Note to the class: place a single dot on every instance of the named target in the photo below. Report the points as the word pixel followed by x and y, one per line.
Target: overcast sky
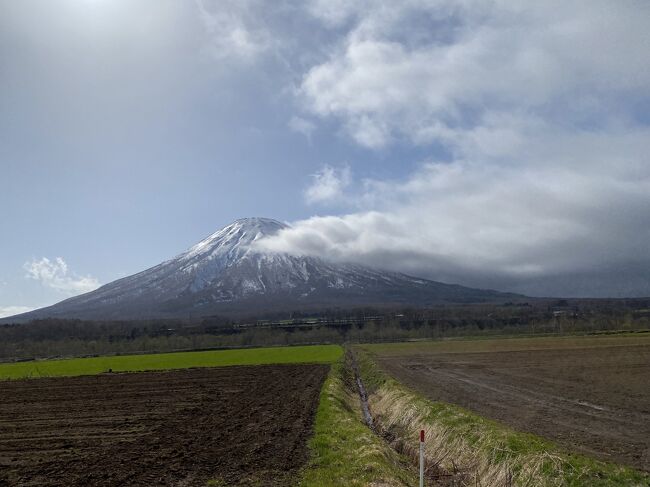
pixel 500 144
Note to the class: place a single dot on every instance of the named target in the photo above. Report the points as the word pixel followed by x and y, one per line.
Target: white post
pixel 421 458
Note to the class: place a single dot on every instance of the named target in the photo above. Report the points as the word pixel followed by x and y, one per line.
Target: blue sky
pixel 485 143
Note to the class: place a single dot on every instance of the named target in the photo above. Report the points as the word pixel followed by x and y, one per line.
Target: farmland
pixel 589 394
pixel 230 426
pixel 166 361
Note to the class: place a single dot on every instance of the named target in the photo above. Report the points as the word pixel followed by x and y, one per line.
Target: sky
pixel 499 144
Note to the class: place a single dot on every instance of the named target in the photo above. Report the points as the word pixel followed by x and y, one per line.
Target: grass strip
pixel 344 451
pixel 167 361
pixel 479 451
***
Exercise instructions:
Quote the listing above word for word, from its first line through the line containing "pixel 485 143", both ends included. Leave out the picture.

Exercise result:
Note to the class: place a single dot on every instance of the named target in the photo below. Report the points as the word pixel followed by x and y, one per line.
Target: overcast sky
pixel 500 144
Note to the class: place a single dot on every instance of the named target in the photo above. Report the points as the word pixel followed by x and y, one per line.
Target: white post
pixel 421 458
Note to the class: place a single dot on every instance of the named target in the photo above. Report the points as the word pixel followed by x and y, one per line.
Target: blue sky
pixel 485 143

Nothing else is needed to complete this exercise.